* Given request
Please decide whether each statement agrees with the caching discussion, answering yes or no and quoting its deciding words.
1. Some cached files are never re-downloaded or re-checked for 6 months.
2. Implementation config files must live in a standard place relative to the index.htm file.
3. service-worker.js needs a rule that keeps it from ever being cached.

Mike Seaton January 23, 2025 at 3:52 PM
If there was a standard place for all implementation config files to live relative to the index.htm file, then we could just say that anything within that page should not be cached, but AFAIK they are allowed to be anywhere one wants.
The terminology involved regardless is confusing. Because everything we are talking about here is cached. It’s just that these cached files are either re-validated and re-downloaded if they have changed, or never re-downloaded or re-checked for 6 months. If that re-validation is cheap, then we should just do this for everything.

Ian Bacher January 23, 2025 at 3:24 PM
There’s no harm in experimenting. We just need to be sure that it works as expected. The one caveat I have is that we do need a rule for service-worker.js that ensure that it is never cached. This is because service workers are handled differently from basically every other file out there (service workers are effectively persistent background tasks running in the browser, which leads to some differences in how they’re handled; we had issues in the past with allowing browsers to cache the service worker JS and then the service worker being effectively unupdatable unless you go into the developer tooling and manually reset them).

* Records provided
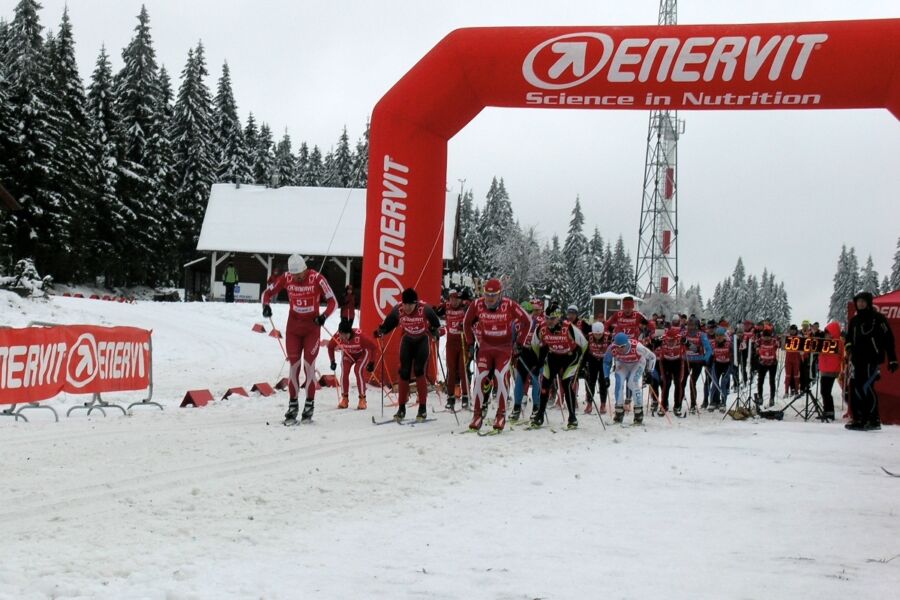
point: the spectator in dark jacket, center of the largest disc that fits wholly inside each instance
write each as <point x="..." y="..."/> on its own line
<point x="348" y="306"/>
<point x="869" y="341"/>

...

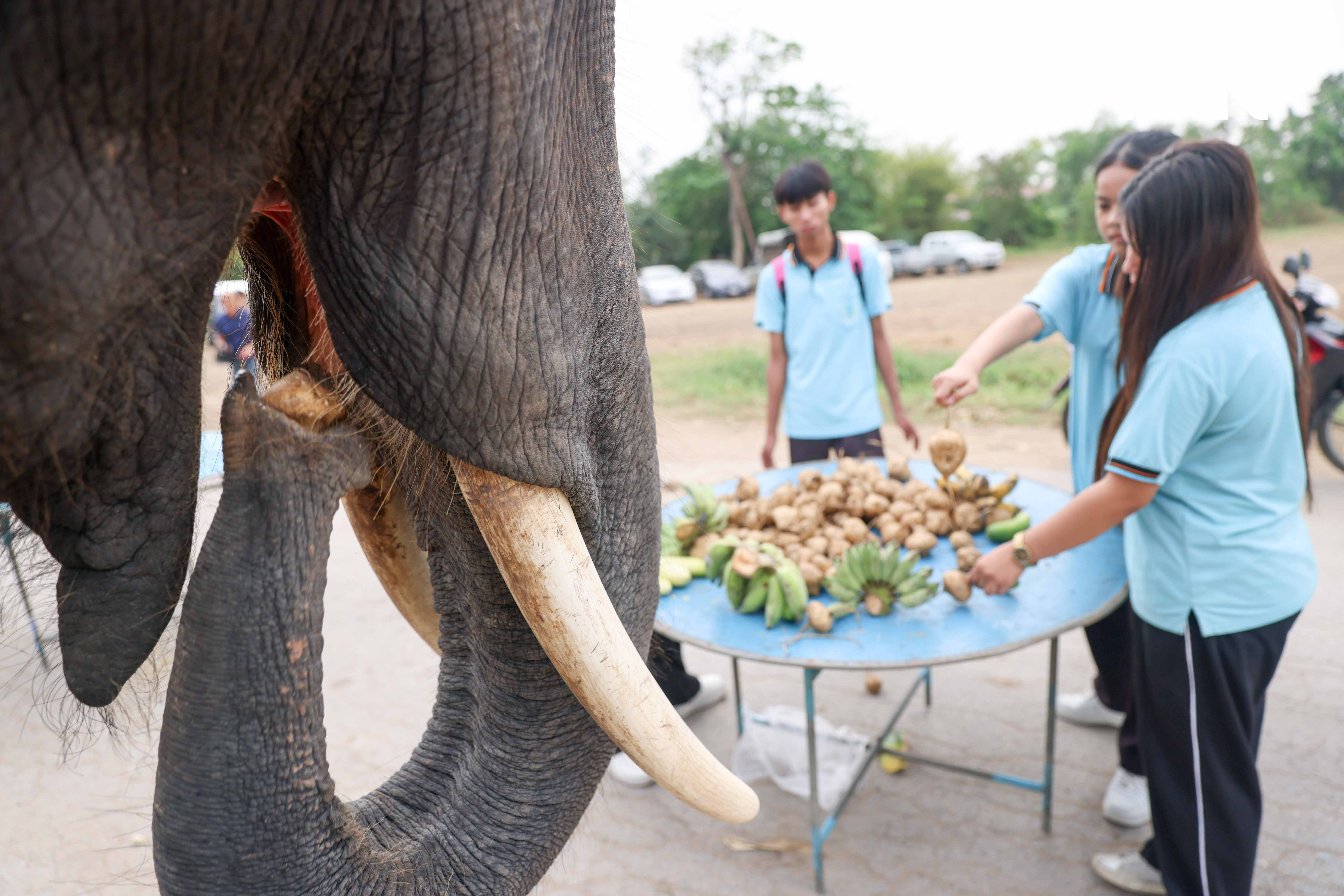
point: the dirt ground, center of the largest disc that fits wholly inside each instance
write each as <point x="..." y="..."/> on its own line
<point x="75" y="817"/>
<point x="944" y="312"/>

* Response to this exercise
1. Yes: "or never re-downloaded or re-checked for 6 months"
2. No: "AFAIK they are allowed to be anywhere one wants"
3. Yes: "we do need a rule for service-worker.js that ensure that it is never cached"